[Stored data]
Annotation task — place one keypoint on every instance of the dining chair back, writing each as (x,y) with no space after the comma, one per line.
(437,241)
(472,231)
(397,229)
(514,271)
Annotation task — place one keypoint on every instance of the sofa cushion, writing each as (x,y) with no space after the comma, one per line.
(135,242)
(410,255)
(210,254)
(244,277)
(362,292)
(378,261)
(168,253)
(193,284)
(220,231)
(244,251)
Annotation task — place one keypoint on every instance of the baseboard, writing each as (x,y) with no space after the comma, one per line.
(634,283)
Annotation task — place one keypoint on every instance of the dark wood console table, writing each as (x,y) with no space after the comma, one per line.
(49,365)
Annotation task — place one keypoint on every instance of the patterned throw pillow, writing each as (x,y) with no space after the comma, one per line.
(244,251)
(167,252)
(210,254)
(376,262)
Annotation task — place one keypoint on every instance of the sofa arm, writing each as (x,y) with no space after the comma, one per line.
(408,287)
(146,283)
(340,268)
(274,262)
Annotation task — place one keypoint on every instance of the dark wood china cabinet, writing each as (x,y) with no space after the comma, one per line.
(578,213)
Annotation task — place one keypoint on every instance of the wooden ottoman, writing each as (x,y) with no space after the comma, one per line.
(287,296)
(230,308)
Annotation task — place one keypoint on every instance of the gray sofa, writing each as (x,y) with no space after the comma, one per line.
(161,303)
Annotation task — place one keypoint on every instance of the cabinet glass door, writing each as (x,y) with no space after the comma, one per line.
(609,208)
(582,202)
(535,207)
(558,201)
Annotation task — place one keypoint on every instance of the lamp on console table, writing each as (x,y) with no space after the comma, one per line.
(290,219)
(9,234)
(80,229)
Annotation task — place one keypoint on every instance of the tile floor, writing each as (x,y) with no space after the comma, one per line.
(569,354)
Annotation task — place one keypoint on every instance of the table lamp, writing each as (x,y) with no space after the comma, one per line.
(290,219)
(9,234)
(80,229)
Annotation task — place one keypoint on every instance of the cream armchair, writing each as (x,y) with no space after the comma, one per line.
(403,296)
==
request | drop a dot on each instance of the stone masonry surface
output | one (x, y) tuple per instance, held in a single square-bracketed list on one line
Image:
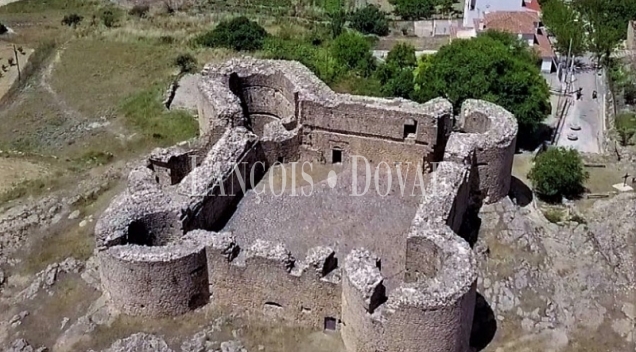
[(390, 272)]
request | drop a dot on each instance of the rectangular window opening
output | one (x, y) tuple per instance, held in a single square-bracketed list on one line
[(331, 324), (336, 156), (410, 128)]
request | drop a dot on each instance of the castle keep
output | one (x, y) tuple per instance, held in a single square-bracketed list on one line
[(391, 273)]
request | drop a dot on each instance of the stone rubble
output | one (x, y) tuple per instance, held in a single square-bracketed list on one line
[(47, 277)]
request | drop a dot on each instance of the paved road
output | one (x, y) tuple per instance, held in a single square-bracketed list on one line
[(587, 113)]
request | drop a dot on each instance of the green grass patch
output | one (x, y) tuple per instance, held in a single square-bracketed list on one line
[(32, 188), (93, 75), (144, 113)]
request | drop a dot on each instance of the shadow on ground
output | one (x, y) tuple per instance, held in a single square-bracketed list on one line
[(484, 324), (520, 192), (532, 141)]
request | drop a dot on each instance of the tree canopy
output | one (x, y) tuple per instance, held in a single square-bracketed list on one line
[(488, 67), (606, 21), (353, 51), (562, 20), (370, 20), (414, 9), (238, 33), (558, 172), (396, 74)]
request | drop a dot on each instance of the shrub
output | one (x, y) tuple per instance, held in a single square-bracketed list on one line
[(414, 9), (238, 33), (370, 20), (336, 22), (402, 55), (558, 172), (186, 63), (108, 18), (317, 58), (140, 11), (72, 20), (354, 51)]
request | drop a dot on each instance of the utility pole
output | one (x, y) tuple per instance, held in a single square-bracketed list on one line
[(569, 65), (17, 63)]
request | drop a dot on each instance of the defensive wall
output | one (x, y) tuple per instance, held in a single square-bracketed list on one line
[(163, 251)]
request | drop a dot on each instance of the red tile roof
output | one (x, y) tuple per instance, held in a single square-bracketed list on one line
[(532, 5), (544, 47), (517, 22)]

TASK PROMPT:
Copy each line of the records containing the string "stone".

TASK ANSWER:
request | drop a dot on each instance of the stone masonry surface
request | drop a dot on each instance of the stone rubble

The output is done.